→ **Trecho apresentado**
__________________________________________________
A razão de comprar livros é vender, eis o que ele me aponta. Nem precisava. Eu me pergunto sempre: por que diabos compro tantos livros? E continuo comprando. Na terapia resolvi de forma poética: o ato de comprar mantém firme a minha sanidade. Tá bom. Minha sanidade, onde estiver, agradece a lembrança. O aro de comprar me faz feliz, posso dizer, e talvez esteja na prática confirmando a psicologia. Me faz feliz de um jeito calmo, sereno, sábio.
Por um tempo eu me angustiava com a impossibilidade clara de ler tudo ainda nesta vida. Nem chego a Umberto Eco, mas tenho lá meus milhares de livros, e creio que, para serem bem lidos, me demandariam umas duas vidas. Pelo menos. Também na terapia saí-me com esta: não compro livros necessariamente pra ler. Compro pra ter, pra me benzer, pra me satisfazer de alguma forma. Aprendi uma coisa: não há que se ler todos os livros de cabo a rabo. Uns, leio capítulos. Outros, abro e fecho. De outros tantos, sinto o cheio e o arrepio de passar os dedos e sentir as palavras coçarem minha pele.
__________________________________________________
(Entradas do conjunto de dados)
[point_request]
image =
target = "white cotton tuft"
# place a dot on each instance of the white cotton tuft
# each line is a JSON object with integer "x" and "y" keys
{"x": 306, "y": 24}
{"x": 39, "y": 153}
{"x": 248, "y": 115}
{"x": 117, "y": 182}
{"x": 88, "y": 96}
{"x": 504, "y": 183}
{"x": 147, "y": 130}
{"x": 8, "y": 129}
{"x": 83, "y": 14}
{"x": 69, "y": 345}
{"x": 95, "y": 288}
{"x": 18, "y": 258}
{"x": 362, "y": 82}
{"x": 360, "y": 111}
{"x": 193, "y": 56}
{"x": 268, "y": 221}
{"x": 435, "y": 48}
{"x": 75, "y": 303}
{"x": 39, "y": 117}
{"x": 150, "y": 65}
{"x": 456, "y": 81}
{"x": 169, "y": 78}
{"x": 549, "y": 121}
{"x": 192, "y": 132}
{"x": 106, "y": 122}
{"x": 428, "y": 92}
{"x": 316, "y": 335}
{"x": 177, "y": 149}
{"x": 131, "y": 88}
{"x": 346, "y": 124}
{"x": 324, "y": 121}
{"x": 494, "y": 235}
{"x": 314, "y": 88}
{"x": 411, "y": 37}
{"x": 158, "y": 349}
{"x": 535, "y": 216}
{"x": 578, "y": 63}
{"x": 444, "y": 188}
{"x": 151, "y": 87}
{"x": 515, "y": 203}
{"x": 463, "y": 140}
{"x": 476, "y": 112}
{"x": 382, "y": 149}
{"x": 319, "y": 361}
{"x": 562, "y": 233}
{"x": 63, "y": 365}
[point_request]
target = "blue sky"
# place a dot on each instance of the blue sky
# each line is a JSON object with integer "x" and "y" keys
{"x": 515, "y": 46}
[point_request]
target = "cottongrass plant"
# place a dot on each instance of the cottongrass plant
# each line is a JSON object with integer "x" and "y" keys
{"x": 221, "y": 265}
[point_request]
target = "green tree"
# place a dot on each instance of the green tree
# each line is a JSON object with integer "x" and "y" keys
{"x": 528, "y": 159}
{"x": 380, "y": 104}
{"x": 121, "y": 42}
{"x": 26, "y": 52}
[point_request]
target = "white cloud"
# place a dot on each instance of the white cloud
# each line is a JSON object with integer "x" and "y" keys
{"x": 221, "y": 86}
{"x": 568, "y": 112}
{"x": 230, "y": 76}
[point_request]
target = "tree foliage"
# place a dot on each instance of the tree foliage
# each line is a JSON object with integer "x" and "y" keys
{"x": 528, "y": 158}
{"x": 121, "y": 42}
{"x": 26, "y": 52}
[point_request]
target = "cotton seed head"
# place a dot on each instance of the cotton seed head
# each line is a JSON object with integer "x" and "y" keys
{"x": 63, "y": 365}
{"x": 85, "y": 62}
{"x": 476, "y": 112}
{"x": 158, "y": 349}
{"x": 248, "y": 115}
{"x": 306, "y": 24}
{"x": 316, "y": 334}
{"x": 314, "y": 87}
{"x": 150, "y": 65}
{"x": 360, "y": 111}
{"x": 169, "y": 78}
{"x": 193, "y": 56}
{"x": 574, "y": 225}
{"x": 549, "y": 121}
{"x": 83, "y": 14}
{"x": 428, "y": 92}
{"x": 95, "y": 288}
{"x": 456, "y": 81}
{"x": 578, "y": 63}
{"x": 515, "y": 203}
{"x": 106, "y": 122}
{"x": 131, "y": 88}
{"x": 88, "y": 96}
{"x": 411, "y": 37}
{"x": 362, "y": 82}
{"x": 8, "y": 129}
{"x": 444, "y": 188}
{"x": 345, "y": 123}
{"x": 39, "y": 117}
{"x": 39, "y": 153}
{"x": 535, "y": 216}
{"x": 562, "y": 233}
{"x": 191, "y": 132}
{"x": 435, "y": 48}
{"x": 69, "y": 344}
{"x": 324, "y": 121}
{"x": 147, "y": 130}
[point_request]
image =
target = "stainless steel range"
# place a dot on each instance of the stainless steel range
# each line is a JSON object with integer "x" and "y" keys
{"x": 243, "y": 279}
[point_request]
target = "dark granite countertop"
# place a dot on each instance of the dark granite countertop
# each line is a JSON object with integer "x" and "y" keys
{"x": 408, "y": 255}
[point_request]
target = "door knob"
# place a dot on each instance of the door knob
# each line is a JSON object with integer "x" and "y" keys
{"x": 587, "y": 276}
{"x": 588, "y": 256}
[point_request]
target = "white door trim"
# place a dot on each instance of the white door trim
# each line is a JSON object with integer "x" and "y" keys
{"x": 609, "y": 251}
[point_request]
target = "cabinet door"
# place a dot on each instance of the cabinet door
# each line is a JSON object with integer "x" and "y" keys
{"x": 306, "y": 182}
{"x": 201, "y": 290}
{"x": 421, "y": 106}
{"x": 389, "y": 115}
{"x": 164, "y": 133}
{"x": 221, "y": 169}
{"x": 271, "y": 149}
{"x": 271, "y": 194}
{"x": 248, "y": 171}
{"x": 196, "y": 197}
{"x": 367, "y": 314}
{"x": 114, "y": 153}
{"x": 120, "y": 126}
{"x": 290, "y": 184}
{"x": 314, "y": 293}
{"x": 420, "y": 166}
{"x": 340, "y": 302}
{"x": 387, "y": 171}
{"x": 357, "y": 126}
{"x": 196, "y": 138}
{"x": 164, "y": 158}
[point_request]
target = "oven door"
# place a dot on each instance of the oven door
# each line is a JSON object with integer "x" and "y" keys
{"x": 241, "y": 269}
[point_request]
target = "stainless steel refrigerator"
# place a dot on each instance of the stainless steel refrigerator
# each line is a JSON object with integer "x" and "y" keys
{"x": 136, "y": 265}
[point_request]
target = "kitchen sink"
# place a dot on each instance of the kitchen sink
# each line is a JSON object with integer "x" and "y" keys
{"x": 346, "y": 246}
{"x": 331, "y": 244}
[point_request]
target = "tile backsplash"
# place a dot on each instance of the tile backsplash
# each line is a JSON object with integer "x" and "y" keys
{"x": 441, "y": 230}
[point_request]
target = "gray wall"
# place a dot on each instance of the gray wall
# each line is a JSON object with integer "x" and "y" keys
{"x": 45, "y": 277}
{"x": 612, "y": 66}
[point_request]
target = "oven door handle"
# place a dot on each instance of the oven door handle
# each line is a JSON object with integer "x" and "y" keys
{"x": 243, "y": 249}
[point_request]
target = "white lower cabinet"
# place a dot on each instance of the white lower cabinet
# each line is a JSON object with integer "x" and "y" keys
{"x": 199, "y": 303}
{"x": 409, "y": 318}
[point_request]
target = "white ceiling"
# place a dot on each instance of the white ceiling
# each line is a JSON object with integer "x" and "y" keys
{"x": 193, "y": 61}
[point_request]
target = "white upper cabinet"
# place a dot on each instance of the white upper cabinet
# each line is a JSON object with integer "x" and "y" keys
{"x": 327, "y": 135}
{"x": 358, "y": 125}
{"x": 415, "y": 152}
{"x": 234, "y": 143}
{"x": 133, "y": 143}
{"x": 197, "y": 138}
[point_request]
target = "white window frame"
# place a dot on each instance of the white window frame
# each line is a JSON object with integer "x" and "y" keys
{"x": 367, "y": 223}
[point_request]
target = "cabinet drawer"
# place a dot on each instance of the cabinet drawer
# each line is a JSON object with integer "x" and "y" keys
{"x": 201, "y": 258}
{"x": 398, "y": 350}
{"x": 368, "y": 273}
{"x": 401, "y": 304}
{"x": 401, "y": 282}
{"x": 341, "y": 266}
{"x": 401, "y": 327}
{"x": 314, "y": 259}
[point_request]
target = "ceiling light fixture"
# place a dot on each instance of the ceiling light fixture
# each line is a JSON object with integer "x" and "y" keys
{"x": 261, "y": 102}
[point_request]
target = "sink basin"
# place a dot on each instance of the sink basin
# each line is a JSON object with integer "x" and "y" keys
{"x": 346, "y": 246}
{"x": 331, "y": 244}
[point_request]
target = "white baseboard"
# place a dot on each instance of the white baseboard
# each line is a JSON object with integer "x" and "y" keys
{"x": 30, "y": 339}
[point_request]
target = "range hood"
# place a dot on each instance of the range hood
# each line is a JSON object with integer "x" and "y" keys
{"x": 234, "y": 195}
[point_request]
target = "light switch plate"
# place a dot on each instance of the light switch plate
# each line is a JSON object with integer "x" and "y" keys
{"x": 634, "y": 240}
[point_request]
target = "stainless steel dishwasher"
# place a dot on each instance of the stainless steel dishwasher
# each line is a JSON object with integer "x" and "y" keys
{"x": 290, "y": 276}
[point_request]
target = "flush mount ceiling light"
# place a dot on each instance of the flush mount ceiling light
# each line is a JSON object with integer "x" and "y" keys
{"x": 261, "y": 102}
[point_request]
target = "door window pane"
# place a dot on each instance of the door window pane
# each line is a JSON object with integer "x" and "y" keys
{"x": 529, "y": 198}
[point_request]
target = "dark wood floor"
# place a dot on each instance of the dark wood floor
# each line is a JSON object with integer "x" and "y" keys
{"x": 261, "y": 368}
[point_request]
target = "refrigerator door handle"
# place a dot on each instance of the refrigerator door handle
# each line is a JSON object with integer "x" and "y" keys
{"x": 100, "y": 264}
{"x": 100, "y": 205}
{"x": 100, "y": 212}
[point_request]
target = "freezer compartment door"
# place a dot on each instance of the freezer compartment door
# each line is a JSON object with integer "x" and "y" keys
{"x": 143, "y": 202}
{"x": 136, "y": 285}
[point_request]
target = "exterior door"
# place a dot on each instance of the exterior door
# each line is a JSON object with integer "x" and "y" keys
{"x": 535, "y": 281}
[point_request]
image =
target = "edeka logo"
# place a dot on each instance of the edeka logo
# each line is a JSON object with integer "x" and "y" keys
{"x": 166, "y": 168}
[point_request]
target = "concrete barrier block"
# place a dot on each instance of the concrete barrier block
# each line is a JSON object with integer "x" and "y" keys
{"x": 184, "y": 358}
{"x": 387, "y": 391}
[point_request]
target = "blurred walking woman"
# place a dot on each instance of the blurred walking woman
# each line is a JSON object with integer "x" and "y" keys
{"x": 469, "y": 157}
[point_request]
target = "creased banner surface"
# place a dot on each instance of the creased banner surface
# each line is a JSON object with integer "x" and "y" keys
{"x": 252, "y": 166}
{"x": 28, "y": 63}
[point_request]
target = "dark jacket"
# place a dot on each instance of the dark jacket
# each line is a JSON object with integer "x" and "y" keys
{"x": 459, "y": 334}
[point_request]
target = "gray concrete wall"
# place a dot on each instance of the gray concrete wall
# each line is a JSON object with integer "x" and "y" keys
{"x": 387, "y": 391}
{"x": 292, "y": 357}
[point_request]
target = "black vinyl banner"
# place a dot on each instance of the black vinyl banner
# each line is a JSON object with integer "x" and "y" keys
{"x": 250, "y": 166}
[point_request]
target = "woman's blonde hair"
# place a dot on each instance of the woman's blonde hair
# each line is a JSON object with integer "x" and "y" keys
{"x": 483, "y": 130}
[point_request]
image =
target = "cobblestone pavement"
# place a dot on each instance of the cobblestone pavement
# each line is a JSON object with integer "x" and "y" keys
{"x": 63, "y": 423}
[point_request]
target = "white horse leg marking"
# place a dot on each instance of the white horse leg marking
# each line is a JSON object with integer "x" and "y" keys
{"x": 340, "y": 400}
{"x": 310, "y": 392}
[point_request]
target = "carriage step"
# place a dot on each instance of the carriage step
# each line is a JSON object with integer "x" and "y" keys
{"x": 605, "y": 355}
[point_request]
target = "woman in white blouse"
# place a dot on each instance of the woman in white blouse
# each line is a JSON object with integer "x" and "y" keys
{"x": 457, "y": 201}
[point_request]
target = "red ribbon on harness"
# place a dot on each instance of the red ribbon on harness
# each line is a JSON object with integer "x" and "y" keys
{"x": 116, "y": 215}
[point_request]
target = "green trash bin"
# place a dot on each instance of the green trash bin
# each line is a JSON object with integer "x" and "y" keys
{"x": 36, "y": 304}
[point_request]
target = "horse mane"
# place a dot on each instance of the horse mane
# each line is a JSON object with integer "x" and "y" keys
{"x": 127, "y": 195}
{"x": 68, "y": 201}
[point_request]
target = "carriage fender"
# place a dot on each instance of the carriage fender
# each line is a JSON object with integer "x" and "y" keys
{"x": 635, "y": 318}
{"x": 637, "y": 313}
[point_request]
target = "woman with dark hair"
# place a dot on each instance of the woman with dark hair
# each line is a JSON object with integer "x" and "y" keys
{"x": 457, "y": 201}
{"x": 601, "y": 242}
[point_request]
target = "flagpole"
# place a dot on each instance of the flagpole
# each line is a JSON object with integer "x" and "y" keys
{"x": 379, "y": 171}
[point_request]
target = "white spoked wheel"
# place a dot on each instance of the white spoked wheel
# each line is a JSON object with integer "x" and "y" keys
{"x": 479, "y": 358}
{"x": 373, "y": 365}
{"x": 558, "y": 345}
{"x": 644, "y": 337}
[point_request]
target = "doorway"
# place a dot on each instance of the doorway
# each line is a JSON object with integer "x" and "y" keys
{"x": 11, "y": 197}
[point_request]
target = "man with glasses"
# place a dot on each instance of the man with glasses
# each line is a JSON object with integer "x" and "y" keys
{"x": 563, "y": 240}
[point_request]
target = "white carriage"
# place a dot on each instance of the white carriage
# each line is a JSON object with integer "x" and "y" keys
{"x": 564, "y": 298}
__________________________________________________
→ **O que fazer**
Diga se cada afirmação abaixo está de acordo com o trecho sobre a compra de livros. Para cada uma, responda sim ou não e cite exatamente as palavras do trecho que decidem a questão.
(a) Na terapia, a pessoa que escreve concluiu que comprar livros mantém firme a sua sanidade.
(b) A pessoa que escreve afirma ter mais livros do que Umberto Eco.
(c) A pessoa que escreve considera necessário ler todos os livros do começo ao fim.
Não é preciso consultar os registros.

→ **Resposta abaixo**
(a) Sim: "o ato de comprar mantém firme a minha sanidade"
(b) Não: "Nem chego a Umberto Eco"
(c) Não: "não há que se ler todos os livros de cabo a rabo"